# [TASK]
Which lines of the records contain the string "peaked"? List each of them in full, counting uppercase and lowercase letters as different.

----- EXERCISE MATERIALS -----

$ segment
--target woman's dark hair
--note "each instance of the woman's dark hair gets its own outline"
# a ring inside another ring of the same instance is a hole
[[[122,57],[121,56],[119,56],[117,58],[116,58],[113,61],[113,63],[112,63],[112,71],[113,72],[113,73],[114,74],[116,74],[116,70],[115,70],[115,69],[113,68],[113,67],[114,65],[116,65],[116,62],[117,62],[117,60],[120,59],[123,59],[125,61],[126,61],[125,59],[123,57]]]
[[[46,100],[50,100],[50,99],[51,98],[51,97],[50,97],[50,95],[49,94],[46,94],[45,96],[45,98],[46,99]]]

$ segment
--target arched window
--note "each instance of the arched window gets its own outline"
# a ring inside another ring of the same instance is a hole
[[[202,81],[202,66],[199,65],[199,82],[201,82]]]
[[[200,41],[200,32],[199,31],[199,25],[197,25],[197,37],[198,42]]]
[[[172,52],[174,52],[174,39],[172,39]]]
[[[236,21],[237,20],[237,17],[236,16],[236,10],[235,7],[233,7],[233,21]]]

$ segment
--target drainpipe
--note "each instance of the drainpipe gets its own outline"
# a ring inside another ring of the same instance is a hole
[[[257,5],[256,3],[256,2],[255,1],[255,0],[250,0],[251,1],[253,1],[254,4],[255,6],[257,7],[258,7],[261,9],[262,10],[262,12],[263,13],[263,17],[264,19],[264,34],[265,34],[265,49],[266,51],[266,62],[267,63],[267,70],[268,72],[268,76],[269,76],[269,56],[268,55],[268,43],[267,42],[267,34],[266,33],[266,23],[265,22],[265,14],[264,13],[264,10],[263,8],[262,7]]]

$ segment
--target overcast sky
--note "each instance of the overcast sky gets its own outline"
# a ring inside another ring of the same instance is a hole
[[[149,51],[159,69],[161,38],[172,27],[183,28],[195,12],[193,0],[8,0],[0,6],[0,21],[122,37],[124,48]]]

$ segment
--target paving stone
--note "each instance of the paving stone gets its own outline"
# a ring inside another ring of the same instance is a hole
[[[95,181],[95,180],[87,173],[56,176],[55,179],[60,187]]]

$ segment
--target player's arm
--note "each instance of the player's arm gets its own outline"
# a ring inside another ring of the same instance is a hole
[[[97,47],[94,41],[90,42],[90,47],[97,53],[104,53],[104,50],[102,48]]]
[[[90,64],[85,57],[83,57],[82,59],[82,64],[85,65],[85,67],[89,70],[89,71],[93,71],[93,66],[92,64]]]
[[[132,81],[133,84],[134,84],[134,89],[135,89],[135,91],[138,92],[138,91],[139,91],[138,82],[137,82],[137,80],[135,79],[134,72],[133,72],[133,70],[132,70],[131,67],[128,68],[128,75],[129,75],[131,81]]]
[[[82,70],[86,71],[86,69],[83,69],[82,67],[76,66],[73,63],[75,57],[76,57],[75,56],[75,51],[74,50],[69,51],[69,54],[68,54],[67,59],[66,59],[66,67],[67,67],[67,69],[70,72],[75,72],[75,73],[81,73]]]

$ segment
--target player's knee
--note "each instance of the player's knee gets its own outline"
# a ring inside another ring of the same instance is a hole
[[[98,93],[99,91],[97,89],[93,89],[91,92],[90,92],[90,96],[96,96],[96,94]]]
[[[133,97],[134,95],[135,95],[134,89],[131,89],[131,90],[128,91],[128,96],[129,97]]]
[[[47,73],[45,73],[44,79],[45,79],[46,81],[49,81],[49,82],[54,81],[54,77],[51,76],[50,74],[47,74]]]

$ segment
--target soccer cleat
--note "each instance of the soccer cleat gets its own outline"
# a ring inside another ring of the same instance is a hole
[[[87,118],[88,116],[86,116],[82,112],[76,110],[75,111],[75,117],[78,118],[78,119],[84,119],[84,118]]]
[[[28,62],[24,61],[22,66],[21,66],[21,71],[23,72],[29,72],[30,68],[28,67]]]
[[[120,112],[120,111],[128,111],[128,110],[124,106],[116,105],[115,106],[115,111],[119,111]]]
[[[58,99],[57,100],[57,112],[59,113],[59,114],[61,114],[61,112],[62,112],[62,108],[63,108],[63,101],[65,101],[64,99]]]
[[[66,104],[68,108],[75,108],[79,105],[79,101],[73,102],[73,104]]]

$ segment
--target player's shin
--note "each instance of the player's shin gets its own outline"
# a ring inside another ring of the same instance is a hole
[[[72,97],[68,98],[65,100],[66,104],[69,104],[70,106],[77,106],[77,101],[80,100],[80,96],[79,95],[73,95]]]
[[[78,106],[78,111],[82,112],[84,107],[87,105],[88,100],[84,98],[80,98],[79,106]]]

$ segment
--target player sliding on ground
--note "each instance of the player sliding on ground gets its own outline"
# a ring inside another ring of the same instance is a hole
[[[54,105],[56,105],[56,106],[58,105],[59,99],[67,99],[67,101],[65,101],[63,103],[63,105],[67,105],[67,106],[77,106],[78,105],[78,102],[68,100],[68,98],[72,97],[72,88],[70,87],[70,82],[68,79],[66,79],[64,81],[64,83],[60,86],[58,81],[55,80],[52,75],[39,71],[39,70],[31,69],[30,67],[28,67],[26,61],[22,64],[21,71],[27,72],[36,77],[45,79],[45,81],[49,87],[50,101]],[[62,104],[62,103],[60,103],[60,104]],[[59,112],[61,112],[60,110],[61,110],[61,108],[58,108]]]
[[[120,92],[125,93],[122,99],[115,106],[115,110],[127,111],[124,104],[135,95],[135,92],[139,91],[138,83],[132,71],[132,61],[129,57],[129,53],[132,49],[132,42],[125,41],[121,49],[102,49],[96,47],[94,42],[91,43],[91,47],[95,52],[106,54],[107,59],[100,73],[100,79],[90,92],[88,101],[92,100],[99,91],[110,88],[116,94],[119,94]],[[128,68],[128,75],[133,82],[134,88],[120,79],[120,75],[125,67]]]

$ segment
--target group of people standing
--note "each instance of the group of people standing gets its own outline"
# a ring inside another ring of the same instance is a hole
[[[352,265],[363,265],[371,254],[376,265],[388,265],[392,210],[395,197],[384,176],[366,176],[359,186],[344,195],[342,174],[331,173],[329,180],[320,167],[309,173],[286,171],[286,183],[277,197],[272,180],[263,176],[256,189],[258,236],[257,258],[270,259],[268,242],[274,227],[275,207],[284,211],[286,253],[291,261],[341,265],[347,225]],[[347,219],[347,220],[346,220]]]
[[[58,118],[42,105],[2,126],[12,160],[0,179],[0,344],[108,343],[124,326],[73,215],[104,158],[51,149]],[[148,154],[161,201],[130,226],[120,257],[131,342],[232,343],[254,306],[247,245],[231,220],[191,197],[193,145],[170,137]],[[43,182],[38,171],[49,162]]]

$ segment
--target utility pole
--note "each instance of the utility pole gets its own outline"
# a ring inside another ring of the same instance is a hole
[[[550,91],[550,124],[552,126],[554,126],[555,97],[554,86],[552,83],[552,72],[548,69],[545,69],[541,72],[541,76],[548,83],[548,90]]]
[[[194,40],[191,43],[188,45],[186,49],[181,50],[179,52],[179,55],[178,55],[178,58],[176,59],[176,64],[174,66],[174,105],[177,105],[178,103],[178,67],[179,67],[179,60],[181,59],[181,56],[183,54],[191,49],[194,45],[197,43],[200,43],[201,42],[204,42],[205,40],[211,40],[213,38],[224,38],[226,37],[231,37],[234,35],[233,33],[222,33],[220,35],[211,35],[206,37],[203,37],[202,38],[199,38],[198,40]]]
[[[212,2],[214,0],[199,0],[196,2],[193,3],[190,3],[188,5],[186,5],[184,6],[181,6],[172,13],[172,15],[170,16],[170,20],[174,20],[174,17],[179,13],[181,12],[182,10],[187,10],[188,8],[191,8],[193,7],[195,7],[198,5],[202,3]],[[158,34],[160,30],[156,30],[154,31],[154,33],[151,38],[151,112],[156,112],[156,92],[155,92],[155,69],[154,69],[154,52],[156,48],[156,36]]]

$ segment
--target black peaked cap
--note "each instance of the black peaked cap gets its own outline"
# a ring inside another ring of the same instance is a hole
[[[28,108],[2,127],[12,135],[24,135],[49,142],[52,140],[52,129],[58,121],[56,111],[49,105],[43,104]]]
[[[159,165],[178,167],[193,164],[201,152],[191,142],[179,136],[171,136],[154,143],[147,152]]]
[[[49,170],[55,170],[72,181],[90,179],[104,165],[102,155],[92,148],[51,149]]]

-----
----- EXERCISE MATERIALS -----

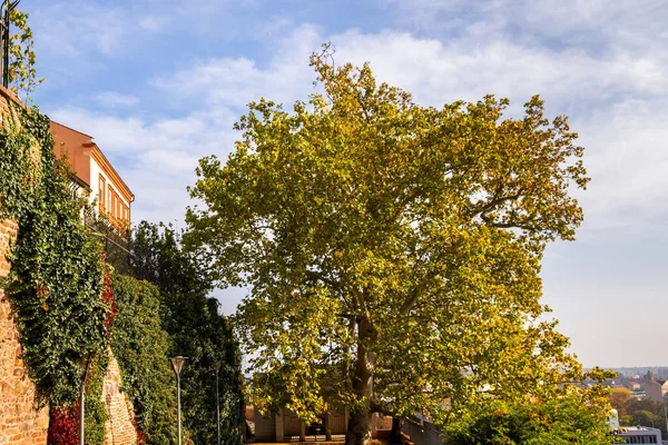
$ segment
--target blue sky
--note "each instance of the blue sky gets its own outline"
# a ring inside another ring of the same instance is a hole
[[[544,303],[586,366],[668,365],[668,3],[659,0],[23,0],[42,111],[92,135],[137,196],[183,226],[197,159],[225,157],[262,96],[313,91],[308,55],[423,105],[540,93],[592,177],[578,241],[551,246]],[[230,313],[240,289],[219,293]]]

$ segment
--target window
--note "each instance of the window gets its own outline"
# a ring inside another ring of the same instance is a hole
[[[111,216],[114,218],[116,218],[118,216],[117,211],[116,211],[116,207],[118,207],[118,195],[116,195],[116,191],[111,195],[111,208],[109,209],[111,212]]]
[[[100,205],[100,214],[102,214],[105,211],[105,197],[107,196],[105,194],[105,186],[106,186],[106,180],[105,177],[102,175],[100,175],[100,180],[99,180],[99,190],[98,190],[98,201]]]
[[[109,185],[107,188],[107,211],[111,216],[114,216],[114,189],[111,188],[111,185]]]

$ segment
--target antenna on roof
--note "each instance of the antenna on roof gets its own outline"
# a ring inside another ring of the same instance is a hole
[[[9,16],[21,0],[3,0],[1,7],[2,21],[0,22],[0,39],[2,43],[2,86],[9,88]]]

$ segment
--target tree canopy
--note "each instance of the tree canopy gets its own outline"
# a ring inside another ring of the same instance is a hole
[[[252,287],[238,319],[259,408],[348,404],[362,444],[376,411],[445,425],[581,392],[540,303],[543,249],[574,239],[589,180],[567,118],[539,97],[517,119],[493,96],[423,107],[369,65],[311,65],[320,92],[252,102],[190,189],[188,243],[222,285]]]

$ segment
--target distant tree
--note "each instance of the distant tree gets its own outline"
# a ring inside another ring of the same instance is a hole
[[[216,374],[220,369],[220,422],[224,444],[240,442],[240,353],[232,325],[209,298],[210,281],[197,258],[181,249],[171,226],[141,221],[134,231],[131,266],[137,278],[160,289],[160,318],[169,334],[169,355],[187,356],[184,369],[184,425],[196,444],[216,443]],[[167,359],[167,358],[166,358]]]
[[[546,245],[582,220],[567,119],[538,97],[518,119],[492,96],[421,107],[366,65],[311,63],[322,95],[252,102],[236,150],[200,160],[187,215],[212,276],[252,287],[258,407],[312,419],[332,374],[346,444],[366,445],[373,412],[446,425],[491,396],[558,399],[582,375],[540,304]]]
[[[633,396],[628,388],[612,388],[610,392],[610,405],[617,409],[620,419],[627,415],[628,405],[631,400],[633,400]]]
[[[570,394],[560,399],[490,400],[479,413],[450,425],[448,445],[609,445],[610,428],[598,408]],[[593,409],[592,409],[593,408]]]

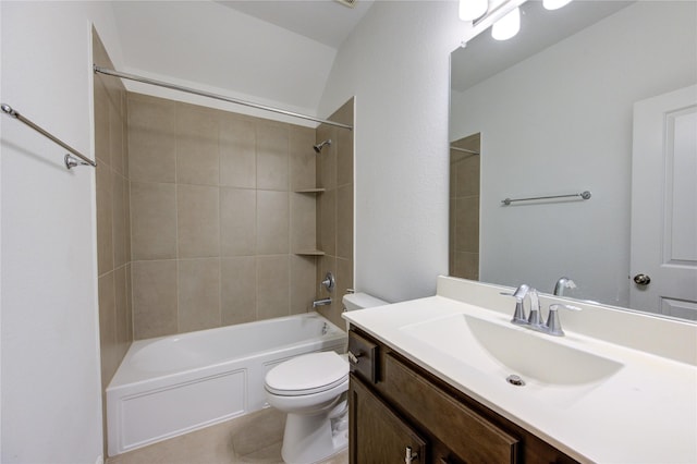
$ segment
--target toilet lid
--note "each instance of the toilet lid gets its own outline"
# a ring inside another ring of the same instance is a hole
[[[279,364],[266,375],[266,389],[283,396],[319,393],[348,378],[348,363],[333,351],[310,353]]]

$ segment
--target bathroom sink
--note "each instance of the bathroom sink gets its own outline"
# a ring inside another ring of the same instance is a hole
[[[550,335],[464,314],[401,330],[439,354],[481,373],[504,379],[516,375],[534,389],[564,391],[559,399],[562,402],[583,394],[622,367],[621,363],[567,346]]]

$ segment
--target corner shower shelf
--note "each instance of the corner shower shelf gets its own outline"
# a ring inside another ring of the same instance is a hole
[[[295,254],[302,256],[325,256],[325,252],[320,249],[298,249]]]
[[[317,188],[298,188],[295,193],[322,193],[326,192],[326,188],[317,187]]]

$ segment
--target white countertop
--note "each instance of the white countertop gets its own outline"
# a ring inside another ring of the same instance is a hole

-----

# [TASK ANSWER]
--target black peaked cap
--note "each instance of the black peaked cap gets its own outline"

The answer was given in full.